◆ Input for this task:
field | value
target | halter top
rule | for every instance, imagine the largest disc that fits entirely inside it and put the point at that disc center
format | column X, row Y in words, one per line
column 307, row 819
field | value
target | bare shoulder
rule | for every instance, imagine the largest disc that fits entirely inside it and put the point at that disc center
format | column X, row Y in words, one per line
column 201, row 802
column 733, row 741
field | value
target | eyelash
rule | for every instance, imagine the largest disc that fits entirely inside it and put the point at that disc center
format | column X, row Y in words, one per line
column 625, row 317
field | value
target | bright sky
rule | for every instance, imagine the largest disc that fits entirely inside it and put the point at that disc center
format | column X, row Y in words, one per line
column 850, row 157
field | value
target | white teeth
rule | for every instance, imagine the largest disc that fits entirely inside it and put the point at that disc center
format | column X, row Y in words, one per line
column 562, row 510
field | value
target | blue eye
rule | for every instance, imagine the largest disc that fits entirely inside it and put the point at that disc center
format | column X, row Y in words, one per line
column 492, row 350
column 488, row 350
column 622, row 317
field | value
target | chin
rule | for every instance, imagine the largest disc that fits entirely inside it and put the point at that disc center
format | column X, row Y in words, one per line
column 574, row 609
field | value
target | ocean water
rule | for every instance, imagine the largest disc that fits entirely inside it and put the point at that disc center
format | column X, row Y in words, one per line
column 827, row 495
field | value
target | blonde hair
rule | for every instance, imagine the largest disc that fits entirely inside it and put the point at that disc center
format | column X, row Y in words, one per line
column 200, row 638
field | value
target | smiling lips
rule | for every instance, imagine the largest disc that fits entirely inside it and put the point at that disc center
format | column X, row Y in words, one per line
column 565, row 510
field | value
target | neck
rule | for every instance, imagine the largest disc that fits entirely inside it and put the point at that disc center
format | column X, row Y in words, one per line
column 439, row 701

◆ Work required: Return, verbatim, every line of the entries from the first line up to and including the line containing "column 565, row 510", and no lines beyond it.

◆ Written reply:
field | value
target | halter top
rule | for every instance, imagine the largest disc that fits entirely inside it and put the point at that disc center
format | column X, row Y in words, one per line
column 307, row 819
field | value
target | bare shoulder
rule | for every instance, imagine the largest disc that fits entirely inside it and put the point at that disc center
format | column X, row Y in words, one per line
column 201, row 802
column 733, row 741
field | value
target | eyelash
rule | for every instance, imagine the largest disc that fits entirely inside it and put the point at that disc center
format | column X, row Y in words, one per line
column 625, row 317
field | value
target | bright sky
rule | for every instance, imagine the largest disc that fits entirely inside it and put the point at that disc center
format | column X, row Y in words, one per line
column 850, row 157
field | value
target | white teeth
rule | for every instance, imagine the largest disc that fits entirely inside it and put the point at that disc center
format | column X, row Y in words, one per line
column 562, row 510
field | value
target | blue eye
rule | for every instance, imagine the largest disc that fits entirely inside it and put the point at that disc center
format | column X, row Y in words, one per line
column 492, row 350
column 488, row 350
column 622, row 317
field | value
target | chin
rule | for every instance, imagine the largest disc that fits entirely inside it and put the point at that disc center
format | column X, row Y in words, one per line
column 574, row 609
field | value
target | ocean water
rule | for every instance, imagine the largest disc that fits entirely inside it and put the point at that disc center
format | column X, row Y in words, one per line
column 827, row 495
field | value
target | blonde hair
rule | for every instance, imagine the largest disc that fits entirely inside it and put the point at that disc center
format | column X, row Y in words, one per line
column 200, row 638
field | value
target | smiling lips
rule | for every instance, imagine the largest disc that fits entirely inside it and put the point at that disc center
format | column X, row Y in words, one per line
column 565, row 510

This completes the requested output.